===== ENTRIES
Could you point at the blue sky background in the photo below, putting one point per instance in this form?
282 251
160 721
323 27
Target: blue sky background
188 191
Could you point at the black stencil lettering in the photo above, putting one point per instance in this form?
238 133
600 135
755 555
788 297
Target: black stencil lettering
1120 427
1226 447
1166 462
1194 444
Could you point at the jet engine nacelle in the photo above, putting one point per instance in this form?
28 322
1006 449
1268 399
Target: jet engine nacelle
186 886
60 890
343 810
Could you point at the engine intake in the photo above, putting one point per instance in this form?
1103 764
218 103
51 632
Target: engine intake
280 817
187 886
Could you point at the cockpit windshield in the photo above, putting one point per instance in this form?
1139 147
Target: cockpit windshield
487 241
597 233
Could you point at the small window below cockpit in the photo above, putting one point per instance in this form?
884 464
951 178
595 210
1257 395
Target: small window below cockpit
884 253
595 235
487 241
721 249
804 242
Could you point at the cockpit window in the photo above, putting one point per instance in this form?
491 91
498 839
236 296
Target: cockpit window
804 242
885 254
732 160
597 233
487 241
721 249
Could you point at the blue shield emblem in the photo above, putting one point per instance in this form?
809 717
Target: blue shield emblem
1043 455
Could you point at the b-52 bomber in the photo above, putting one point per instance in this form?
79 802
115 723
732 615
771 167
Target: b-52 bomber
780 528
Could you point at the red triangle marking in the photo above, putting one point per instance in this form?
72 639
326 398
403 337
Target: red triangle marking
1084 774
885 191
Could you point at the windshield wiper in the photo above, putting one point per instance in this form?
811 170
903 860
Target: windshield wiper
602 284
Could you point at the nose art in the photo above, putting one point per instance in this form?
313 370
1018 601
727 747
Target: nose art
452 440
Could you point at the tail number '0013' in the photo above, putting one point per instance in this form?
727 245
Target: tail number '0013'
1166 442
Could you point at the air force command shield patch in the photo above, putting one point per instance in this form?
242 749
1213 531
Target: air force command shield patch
==========
_OBJECTIVE:_ Starting with the line that contains "Could you point at the blue shield", output every line through the end of the listing above, unchanged.

_SOLUTION FOR THIS EXERCISE:_
Could you point at the blue shield emblem in the photo above, putting one point per instance in this form?
809 717
Target: blue shield emblem
1043 455
Could you point at the b-52 bomber in the photo above, putting one point per instance in this form?
79 802
115 723
732 615
771 167
Target: b-52 bomber
780 528
Could you point at the red triangle marking in the photo above, putting one point per instance in this form?
72 639
326 398
403 337
Target: red triangle marking
1084 774
885 191
Could you point at the windshield wiper in the photo above, putting one point per instance in this form?
811 170
903 860
Target: windshield wiper
602 284
Could you point at the nose art in the photo above, putting one point per instance in this form?
313 370
1018 601
727 747
Target: nose art
452 440
Could you point at the tail number '0013' in the photo above, putting one point per instance in this form?
727 245
Target: tail number '0013'
1166 442
Could you point at the air force command shield patch in the photo above, putting one point per instance in this form?
242 749
1213 531
Target: air force command shield patch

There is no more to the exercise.